* [Source text]
** start **

The recent report on the effectiveness of reading and mathematics software products provides strong evidence that, on average, teachers who are willing to pilot a software product and try it out in their classroom for most of a year are not likely to see much benefit in terms of student reading or math achievement. What does this tell us about whether schools should continue purchasing instructional software systems such as those tested? Unfortunately, not as much as it could have. The study was conducted under the constraint of having to report to Congress, which appropriates funds for national programs, rather than to the school district decision-makers, who make local decisions based on a constellation of school performance, resource, and implementation issues. Consequently we are left with no evidence either way as to the impact of software when purchased and supported by a district and implemented systematically.
By many methodological standards, the study, which cost more than $10 million, is quite strong. The use of random assignment of teachers to take up the software or to continue with their regular methods, for example, assures that bias from self-selection did not play a role as it does in many other technology studies. In our opinion, the main weakness of the study was that it spread the participating teachers out over a large number of districts and schools and tested each product in only one grade. This approach encompasses a broad sample of schools but leaves the individual teachers often as the lone implementer in the school and one of only a few in the district. This potentially reduces the support that would normally be provided by school leadership and district resources, as well as the mutual support of a team of teachers in the building.

** end **

* [Set task a]
Gather each line of the records that contains the string "trunk".
The records that come next have no connection to the passage on software.

[Coordinate annotation entries]

** start **

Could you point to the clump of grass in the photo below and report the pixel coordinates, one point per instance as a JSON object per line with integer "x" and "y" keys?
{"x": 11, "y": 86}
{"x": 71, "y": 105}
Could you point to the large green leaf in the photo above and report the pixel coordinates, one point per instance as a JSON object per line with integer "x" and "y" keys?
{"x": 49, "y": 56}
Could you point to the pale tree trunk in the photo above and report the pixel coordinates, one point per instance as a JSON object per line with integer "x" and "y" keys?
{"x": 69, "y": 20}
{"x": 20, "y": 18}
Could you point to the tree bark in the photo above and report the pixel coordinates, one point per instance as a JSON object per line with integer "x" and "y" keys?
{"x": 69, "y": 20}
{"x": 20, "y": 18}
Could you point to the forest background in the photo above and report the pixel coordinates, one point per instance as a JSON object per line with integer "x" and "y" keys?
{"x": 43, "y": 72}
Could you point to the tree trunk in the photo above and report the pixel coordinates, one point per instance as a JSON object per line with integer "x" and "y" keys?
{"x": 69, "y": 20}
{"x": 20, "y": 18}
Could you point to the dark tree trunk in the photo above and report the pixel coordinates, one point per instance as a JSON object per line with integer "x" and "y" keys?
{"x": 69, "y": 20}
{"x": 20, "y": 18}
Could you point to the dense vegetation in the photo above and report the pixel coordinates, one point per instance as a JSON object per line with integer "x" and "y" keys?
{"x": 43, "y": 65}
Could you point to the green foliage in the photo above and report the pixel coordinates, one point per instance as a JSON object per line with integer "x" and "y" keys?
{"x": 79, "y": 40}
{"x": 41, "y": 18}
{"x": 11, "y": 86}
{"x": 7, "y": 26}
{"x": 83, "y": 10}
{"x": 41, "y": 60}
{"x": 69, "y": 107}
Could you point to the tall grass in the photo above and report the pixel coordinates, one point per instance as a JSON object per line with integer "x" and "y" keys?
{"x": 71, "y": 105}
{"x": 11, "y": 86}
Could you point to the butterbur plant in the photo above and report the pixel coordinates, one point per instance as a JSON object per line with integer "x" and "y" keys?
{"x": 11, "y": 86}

** end **

* [Set task b]
Answer these questions using the passage on software:
(i) How much did the study cost?
(ii) To whom did the study have to report?
(iii) In how many grades was each product tested?

* [Reply a]
Could you point to the pale tree trunk in the photo above and report the pixel coordinates, one point per instance as a JSON object per line with integer "x" and "y" keys?
Could you point to the tree trunk in the photo above and report the pixel coordinates, one point per instance as a JSON object per line with integer "x" and "y" keys?
Could you point to the dark tree trunk in the photo above and report the pixel coordinates, one point per instance as a JSON object per line with integer "x" and "y" keys?

* [Reply b]
(i) More than $10 million.
(ii) Congress.
(iii) Only one grade.